He was “consulting” for the Schindler family. I only hope that these Schindler’s are not related to the branch made famous by the movie “Schindler’s List.”

Even Republicans are finally beginning to see that DeLay is a dangerous and off-kilter character – something that liberals and progressives have known for some time.

There is a very good list of facts and offences of Tom DeLay at http://www.pcactionfund.org/withoutdelay/facts/

Please sign the petition or write directly to your congressperson. While you’re there, oppose the “nuclear option” which would end filibuster. They’ve already changed the ethics rules to protect DeLay – and he’s only gotten worse. He calls judges “out of control” for adhering to the law – what shall we call him for breaking them?

Here’s a short top ten reasons for him to resign, but go to the site for the details.

10 reasons why Tom DeLay should resign from Congress

1. Tom DeLay violates ethics rules at will, making him a national embarrassment. Indeed, he has earned four formal ethics violations, a truly rare achievement, as only five Members of Congress have been chastised by the committee in the last six years.

2. Tom DeLay embodies the worst of pay-to-play politics – he puts big donors like Enron ahead of the rest of us.
★ ★ ★ ★ ★ ★ ★
** Activity A **
In the Tom DeLay post, how many formal ethics violations is DeLay said to have earned?
** Activity B **
Go on with the Tom DeLay post from the point where it stops.
★ ★ ★ ★ ★ ★ ★
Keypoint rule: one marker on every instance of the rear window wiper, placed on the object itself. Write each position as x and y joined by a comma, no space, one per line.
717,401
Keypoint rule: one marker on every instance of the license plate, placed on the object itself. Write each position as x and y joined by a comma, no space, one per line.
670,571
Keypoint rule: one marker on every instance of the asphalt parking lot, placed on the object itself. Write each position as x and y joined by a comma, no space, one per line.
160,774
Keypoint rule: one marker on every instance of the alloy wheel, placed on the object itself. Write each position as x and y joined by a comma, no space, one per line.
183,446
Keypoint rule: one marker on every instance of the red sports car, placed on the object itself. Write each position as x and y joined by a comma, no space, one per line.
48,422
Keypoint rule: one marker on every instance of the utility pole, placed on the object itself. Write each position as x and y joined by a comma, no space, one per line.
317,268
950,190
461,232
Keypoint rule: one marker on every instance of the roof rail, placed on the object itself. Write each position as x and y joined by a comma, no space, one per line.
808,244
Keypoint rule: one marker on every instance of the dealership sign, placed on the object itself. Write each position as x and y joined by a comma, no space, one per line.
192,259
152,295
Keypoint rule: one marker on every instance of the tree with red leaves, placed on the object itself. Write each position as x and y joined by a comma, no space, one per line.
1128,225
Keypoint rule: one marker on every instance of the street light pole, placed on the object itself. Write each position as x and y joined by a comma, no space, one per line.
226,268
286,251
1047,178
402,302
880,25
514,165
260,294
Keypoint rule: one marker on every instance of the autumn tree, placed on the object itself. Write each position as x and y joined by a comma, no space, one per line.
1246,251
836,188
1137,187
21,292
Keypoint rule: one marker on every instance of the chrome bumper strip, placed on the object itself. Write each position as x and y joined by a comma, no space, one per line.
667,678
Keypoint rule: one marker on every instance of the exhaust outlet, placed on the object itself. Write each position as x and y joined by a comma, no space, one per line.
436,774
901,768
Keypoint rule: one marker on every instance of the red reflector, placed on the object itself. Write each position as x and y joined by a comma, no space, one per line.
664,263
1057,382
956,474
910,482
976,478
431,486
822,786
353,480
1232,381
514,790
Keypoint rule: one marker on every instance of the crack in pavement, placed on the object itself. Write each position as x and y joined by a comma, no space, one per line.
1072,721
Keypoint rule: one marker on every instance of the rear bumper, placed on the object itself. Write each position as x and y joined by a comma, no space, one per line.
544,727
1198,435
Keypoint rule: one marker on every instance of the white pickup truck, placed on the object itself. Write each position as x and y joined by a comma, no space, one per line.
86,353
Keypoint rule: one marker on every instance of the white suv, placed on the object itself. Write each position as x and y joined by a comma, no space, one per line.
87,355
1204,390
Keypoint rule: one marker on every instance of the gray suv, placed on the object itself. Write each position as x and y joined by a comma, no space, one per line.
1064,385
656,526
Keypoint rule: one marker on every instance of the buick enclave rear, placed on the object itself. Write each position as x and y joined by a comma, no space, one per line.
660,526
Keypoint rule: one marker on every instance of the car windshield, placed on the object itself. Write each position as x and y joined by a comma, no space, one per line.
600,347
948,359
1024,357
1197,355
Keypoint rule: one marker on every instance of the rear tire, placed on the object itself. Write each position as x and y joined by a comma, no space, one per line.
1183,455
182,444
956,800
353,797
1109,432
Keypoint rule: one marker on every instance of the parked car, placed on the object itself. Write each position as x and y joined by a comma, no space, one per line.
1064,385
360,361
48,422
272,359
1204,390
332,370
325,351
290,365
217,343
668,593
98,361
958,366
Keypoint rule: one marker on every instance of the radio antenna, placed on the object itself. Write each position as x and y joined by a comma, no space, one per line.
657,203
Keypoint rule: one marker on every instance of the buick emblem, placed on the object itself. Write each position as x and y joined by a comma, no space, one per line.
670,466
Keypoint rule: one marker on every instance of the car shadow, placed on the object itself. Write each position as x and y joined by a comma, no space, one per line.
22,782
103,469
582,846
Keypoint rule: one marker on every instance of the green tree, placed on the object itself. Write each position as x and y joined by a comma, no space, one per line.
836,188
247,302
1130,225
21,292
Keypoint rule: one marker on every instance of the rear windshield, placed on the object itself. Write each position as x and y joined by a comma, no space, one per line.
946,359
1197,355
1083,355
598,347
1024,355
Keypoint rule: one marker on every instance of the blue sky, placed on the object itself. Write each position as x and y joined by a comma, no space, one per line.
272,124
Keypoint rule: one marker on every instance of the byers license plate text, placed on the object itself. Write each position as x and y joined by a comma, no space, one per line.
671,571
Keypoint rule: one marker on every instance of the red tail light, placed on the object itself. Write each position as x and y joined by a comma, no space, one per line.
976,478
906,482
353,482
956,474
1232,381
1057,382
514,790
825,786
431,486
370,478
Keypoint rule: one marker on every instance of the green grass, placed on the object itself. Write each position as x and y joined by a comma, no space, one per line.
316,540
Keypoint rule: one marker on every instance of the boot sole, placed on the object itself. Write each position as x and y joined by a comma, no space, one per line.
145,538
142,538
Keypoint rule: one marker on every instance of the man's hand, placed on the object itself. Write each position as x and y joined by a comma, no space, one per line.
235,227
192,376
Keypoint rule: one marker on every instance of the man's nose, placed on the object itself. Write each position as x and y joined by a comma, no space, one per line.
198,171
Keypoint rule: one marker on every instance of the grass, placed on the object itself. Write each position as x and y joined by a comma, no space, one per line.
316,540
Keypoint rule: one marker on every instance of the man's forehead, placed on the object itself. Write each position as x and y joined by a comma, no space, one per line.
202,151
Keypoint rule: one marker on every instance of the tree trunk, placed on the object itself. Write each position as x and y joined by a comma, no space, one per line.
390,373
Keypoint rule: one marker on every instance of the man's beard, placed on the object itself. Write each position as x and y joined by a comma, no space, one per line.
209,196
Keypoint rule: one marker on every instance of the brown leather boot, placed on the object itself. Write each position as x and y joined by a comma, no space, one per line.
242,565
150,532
★ ★ ★ ★ ★ ★ ★
** Exercise response A **
Four.

** Exercise response B **
3. Tom DeLay abuses his position as House Majority Leader to trample on the legislative process and stretches the rules of campaign fundraising far as he can.

4. Tom DeLay accepted travel expenses from a registered foreign agent, in apparent violation of House rules.

5. Tom DeLay used illegal corporate contributions to disenfranchise hundreds of thousands of Texas voters with his anti-democratic re-districting scheme.

6. Tom DeLay uses tax dollars and government resources for partisan political gain.

7. Tom DeLay opposes any reasonable campaign finance laws, even disclosure of donations.

8. Tom DeLay shakes down small business owners for campaign contributions.

9. Tom DeLay received all expenses-paid junket from a lobbyist accused of bilking tens of millions of dollars from six Native American tribes.

10. Tom DeLay believes he is above the law.